**Data records:**
━━━━━━━━

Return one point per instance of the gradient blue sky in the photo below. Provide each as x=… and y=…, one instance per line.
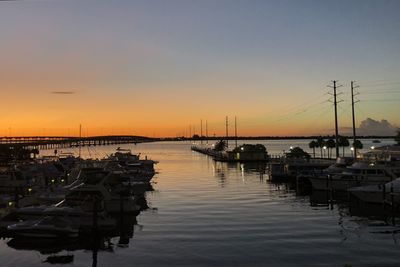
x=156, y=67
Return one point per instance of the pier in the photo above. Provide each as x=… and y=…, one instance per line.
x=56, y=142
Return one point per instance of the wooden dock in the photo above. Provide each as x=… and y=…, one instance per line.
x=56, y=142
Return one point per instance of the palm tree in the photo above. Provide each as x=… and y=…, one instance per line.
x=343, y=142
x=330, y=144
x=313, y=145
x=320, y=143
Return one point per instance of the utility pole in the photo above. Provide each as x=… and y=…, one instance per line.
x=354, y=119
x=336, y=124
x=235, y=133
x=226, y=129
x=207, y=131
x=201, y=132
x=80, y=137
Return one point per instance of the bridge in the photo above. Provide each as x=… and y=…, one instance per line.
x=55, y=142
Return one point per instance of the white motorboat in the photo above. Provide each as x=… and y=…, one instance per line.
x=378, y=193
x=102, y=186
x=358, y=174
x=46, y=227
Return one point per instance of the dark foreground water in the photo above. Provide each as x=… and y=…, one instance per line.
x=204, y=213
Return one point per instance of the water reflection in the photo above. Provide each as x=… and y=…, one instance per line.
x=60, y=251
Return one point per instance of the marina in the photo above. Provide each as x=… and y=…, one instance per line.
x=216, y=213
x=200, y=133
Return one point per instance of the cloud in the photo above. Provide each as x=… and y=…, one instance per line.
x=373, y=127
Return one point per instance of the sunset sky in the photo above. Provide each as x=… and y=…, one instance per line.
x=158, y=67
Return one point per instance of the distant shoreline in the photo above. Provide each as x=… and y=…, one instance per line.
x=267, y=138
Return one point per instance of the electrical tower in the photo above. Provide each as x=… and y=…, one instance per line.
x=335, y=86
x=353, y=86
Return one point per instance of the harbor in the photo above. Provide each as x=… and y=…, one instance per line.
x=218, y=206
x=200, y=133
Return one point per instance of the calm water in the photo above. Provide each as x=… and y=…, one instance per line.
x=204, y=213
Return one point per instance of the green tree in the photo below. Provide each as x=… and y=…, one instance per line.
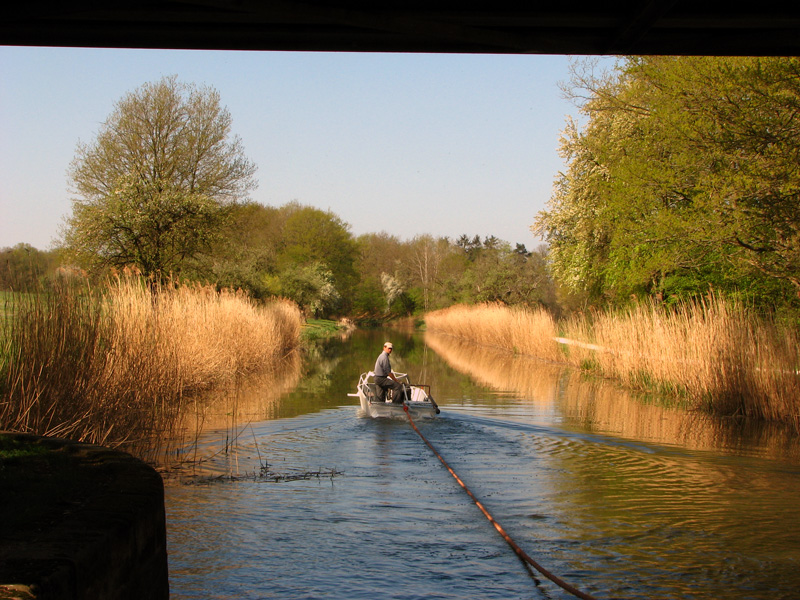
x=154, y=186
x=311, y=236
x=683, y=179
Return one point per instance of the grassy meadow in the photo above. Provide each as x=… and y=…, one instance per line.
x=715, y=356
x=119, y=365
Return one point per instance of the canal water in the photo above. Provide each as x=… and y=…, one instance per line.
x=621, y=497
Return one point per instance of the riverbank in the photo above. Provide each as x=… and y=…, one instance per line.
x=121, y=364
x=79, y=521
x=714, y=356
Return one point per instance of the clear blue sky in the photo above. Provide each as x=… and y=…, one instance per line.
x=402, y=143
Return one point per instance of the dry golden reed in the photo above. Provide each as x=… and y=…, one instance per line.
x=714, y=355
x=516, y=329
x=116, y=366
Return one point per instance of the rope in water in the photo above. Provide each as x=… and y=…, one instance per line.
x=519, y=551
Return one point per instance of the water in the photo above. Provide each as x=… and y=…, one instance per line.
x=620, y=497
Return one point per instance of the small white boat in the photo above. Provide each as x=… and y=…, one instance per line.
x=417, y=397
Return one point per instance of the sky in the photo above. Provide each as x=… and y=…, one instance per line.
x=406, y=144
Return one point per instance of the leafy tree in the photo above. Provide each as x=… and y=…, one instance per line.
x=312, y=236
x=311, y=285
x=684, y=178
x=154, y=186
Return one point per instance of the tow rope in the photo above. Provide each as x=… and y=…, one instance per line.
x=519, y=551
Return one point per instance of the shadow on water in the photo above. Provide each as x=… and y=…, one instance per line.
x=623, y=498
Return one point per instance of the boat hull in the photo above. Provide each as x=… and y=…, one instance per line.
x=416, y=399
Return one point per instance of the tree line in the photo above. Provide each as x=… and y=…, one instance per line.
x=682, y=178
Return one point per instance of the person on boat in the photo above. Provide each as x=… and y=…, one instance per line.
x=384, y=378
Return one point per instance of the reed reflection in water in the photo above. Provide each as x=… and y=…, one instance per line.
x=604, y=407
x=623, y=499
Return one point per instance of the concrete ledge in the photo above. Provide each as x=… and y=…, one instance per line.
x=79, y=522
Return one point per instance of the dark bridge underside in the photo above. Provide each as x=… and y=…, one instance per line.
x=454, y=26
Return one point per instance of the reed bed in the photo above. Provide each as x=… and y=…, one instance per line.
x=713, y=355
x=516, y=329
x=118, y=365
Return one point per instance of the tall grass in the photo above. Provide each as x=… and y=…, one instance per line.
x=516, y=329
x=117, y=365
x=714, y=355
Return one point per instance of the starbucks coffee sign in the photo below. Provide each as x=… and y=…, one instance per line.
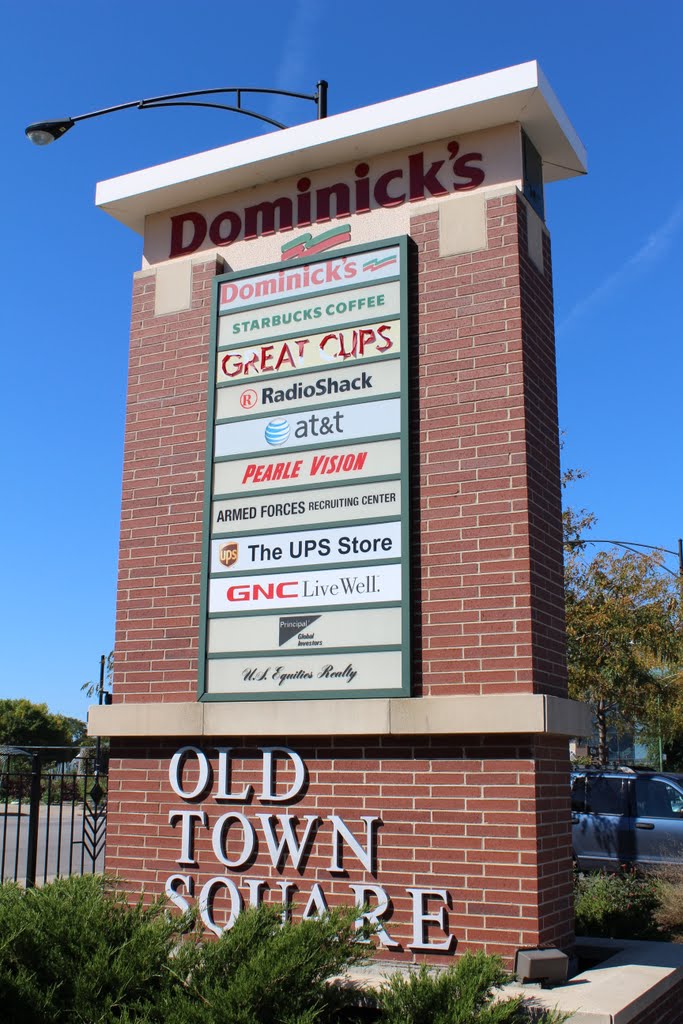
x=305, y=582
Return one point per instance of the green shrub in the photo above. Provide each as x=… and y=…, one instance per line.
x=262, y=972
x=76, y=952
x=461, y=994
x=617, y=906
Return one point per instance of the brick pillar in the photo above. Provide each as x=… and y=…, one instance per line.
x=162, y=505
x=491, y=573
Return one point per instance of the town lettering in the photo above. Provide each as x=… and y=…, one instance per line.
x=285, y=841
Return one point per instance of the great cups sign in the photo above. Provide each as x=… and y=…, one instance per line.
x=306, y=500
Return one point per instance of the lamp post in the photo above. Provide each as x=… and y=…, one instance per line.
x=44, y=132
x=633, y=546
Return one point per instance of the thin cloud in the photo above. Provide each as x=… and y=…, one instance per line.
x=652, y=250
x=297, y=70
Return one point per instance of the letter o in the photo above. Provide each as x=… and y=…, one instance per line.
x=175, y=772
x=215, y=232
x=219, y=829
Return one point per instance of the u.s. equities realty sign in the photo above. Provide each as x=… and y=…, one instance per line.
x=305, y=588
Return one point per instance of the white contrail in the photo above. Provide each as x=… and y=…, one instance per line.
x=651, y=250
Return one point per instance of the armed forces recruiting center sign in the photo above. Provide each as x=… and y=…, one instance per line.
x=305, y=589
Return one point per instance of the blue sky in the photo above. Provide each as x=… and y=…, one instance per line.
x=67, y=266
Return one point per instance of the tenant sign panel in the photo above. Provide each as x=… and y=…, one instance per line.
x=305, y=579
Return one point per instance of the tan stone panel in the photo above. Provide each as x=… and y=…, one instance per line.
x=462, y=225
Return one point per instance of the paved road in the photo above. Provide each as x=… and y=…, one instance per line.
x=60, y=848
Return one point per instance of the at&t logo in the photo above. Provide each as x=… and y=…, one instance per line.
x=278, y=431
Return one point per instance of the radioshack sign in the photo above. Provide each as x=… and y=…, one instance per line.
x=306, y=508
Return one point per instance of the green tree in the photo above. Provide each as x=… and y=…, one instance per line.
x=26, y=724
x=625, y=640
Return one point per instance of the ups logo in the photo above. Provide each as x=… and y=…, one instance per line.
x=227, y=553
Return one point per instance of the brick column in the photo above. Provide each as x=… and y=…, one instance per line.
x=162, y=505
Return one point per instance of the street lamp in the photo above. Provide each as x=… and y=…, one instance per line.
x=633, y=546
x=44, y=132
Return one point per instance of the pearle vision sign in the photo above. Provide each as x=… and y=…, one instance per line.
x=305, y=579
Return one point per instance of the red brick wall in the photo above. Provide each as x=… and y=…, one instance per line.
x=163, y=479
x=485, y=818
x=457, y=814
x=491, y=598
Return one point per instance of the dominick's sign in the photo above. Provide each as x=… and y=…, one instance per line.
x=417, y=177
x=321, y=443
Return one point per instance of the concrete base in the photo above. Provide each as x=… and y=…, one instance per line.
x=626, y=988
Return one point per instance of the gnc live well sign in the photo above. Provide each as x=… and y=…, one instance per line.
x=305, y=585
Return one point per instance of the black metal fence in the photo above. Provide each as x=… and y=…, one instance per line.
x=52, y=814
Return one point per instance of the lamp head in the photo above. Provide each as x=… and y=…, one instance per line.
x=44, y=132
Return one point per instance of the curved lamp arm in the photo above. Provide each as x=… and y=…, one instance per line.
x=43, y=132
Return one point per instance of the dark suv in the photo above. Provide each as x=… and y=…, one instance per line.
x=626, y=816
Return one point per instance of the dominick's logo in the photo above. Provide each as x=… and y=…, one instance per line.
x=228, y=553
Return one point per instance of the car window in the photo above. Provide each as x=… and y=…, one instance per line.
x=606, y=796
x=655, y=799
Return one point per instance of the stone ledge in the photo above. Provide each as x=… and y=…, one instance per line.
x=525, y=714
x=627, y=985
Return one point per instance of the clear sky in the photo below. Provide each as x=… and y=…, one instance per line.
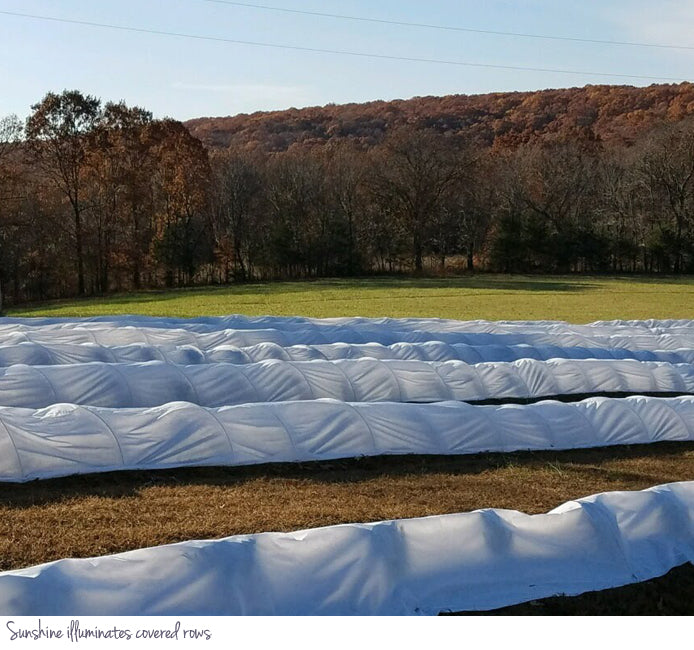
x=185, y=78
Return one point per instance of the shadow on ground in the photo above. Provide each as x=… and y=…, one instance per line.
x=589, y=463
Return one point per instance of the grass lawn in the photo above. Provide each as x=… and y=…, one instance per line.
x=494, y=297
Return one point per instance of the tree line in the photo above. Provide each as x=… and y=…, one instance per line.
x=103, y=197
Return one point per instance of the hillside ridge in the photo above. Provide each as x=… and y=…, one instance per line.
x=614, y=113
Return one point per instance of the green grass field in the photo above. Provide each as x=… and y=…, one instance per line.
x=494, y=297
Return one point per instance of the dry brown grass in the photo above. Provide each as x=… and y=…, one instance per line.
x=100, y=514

━━━━━━━━

**Task:**
Begin with the line that contains "Return one point per instance of the dominick's logo" and copy every line through the end of the listing, exactly as written, both ends included. Pictures are not part of the copy.

**Answer to this problem:**
Return one point per instance of the dominick's logo in the photo above. Provide each as x=… and y=…, one instance per line.
x=228, y=553
Return one point per instance of the car window in the photo above. Provide each as x=… and y=…, one instance per line.
x=606, y=796
x=655, y=799
Return one point per instance of the stone ledge in the photo above. Provide each as x=… and y=…, one instance per line.
x=525, y=714
x=627, y=985
Return one point per instance of the clear sky in the photo below. Provide each as x=… and y=…, one instance per line.
x=185, y=78
Return one point per instance of the shadow on ground in the photo above. Provide each as x=… and y=…, one instance per line.
x=589, y=463
Return one point per instance of the grass lawn in the photo above. Provide each as x=… and y=…, one instance per line.
x=494, y=297
Return one point per instance of the tree line in the photo above. Provide each as x=… and y=…, one instance per line.
x=103, y=197
Return one point per instance of the hillside ridge in the photo above. Provide each as x=… and y=…, one instance per line.
x=614, y=113
Return one point per instance of the green grass field in the photo above. Provide each as x=… and y=…, one instance per line.
x=494, y=297
Return one point per instance of the dry brown grass in the photo above. Provide each as x=… and y=…, one instance per line.
x=100, y=514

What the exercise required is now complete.